> **AIM OF THE EXERCISE**: Take the line that contains "Where can you see the row" as the first line and the last line of the material below as the final one; reproduce exactly the lines between, inclusive.

> **EXERCISE INPUT**:

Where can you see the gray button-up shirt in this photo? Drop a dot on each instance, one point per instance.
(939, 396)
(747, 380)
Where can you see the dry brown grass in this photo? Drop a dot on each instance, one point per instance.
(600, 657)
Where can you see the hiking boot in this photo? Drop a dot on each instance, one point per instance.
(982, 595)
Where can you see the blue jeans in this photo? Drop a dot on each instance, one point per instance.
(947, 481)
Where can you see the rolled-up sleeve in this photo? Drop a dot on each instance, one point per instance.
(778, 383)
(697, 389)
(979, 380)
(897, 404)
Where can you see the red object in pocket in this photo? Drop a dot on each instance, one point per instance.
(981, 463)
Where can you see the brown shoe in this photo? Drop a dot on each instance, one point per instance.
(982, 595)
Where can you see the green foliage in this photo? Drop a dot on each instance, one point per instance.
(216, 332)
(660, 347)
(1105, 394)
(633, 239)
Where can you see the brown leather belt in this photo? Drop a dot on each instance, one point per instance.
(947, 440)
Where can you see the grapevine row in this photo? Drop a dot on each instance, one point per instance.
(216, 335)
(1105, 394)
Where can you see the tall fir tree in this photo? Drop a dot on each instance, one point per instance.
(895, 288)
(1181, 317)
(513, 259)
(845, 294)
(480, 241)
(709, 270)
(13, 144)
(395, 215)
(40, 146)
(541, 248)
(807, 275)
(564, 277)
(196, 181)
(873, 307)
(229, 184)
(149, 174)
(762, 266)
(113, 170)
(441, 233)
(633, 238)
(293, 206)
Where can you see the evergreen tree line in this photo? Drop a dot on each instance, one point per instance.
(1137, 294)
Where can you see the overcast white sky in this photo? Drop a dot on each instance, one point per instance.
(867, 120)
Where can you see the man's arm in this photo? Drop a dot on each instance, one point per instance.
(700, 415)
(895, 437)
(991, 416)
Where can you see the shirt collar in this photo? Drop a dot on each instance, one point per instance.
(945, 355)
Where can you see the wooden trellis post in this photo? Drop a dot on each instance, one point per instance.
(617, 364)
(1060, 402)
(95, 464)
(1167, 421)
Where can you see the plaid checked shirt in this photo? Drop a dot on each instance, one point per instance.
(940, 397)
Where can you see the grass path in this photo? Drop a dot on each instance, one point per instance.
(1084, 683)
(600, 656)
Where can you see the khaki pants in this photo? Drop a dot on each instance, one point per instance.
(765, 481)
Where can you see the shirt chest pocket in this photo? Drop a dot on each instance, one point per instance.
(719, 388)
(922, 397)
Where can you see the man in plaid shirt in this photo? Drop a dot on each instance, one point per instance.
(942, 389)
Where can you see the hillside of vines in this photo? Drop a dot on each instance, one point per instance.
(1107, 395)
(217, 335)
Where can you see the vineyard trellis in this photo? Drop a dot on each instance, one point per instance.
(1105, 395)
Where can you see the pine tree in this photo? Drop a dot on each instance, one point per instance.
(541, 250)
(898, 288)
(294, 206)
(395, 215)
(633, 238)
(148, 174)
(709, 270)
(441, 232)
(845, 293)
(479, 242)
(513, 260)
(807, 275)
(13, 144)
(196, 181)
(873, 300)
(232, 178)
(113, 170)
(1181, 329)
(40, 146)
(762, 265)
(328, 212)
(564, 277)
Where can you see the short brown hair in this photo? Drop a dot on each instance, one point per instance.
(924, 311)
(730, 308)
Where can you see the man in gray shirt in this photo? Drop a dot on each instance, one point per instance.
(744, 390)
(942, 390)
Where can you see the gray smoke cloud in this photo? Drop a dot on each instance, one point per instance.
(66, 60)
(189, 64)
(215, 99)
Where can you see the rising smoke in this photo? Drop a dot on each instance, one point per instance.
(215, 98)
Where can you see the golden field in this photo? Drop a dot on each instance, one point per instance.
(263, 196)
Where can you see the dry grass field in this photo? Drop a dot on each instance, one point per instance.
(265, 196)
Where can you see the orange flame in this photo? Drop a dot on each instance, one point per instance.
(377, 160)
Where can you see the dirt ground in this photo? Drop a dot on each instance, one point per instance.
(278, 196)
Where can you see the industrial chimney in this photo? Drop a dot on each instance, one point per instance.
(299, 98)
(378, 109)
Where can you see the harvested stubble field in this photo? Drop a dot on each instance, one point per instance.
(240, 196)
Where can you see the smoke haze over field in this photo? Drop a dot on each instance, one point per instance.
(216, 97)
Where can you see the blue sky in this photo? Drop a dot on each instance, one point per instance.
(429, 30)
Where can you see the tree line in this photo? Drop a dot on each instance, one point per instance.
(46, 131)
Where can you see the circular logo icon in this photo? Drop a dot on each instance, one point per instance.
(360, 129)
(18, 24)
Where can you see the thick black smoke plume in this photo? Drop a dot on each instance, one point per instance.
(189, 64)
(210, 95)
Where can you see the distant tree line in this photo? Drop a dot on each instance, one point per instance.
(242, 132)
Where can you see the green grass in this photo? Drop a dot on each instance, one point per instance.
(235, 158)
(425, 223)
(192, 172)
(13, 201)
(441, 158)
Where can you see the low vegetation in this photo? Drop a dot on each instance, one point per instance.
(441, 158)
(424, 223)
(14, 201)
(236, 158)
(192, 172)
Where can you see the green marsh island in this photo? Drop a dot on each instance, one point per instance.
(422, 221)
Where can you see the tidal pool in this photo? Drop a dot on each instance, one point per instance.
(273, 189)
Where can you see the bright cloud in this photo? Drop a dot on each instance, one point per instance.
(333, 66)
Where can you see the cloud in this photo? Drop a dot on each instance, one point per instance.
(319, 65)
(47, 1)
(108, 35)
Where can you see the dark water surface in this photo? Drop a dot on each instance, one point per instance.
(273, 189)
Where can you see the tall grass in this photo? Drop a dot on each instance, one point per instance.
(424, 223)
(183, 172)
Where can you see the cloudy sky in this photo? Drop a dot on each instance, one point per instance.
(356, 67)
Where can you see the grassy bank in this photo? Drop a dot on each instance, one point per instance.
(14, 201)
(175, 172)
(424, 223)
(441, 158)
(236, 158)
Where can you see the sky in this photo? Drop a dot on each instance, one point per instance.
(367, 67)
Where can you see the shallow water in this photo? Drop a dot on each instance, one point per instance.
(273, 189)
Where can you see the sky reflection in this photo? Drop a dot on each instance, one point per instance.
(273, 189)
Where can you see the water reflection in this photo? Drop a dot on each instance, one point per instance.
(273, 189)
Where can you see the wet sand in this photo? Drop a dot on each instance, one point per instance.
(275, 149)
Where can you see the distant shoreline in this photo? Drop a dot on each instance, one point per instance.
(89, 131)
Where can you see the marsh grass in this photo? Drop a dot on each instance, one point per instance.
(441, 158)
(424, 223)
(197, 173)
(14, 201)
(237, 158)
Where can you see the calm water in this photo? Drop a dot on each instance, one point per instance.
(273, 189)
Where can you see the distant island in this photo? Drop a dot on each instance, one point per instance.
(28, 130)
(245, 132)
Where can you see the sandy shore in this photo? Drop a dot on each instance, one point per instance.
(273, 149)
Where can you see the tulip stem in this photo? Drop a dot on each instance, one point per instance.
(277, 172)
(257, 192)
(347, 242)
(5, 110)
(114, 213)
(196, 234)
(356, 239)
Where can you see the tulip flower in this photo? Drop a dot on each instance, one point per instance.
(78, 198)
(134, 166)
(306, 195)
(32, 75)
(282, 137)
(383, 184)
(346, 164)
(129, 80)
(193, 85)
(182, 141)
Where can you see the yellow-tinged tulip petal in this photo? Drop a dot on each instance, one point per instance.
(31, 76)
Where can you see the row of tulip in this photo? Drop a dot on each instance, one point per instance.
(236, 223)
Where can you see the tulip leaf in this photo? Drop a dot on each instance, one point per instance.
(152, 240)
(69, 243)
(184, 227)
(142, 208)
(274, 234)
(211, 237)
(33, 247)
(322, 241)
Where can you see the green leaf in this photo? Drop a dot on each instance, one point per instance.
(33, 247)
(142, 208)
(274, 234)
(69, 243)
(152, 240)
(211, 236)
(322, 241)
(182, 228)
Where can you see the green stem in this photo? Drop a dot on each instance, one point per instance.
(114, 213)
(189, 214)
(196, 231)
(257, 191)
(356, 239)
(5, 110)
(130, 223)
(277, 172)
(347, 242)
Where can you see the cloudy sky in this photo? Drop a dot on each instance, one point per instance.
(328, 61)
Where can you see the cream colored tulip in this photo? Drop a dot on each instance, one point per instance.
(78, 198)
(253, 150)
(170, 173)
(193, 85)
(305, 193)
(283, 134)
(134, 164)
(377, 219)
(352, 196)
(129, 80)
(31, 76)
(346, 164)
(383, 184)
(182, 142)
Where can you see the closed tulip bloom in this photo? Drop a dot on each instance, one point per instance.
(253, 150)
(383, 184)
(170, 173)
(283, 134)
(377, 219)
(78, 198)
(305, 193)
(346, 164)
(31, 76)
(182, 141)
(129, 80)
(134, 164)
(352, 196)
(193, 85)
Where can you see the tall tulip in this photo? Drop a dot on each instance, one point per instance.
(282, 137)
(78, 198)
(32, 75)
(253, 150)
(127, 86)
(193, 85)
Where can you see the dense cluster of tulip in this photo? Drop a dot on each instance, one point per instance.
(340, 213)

> **SOLUTION FOR THIS PROBLEM**:
Where can you see the row of tulip in this photo? Drop a dot on each instance, one point per instance.
(236, 223)
Where can you see the tulip leaf in this photo? Drop a dot on each instance, one point per instance.
(152, 240)
(69, 243)
(184, 227)
(142, 208)
(274, 234)
(211, 237)
(33, 247)
(322, 241)
Where can you see the green leaf in this photo? Drop a dot on each instance, one point per instance.
(33, 247)
(142, 208)
(274, 234)
(69, 243)
(152, 240)
(211, 236)
(322, 241)
(182, 228)
Where can you see the green stem in this photo? Drop a dot on each instance, one point per instance.
(114, 213)
(189, 214)
(196, 231)
(257, 191)
(356, 239)
(5, 110)
(130, 223)
(277, 172)
(347, 242)
Where can you see the cloudy sky in this photo? Drop a dot on each instance, one point per instance.
(328, 61)
Where can you see the cream colored tulip in this photo? Drop a dot on each instance, one point per instance.
(78, 198)
(253, 150)
(170, 173)
(193, 85)
(305, 193)
(283, 134)
(134, 164)
(377, 219)
(352, 196)
(129, 80)
(31, 76)
(346, 164)
(383, 184)
(182, 142)
Where can you see the closed tulip bloom in this photo? Drop a dot on each instance, one point per instance.
(253, 150)
(383, 184)
(170, 173)
(283, 134)
(377, 219)
(78, 198)
(305, 193)
(346, 164)
(31, 76)
(182, 141)
(129, 80)
(134, 164)
(352, 196)
(193, 85)
Where can you see the tall tulip in this photo? Drop a dot on each instance, one point per instance.
(282, 137)
(78, 198)
(32, 75)
(253, 150)
(127, 86)
(193, 85)
Where can you see the dense cluster of tulip in this photo? Drop a dot on each instance, one point per instance.
(340, 213)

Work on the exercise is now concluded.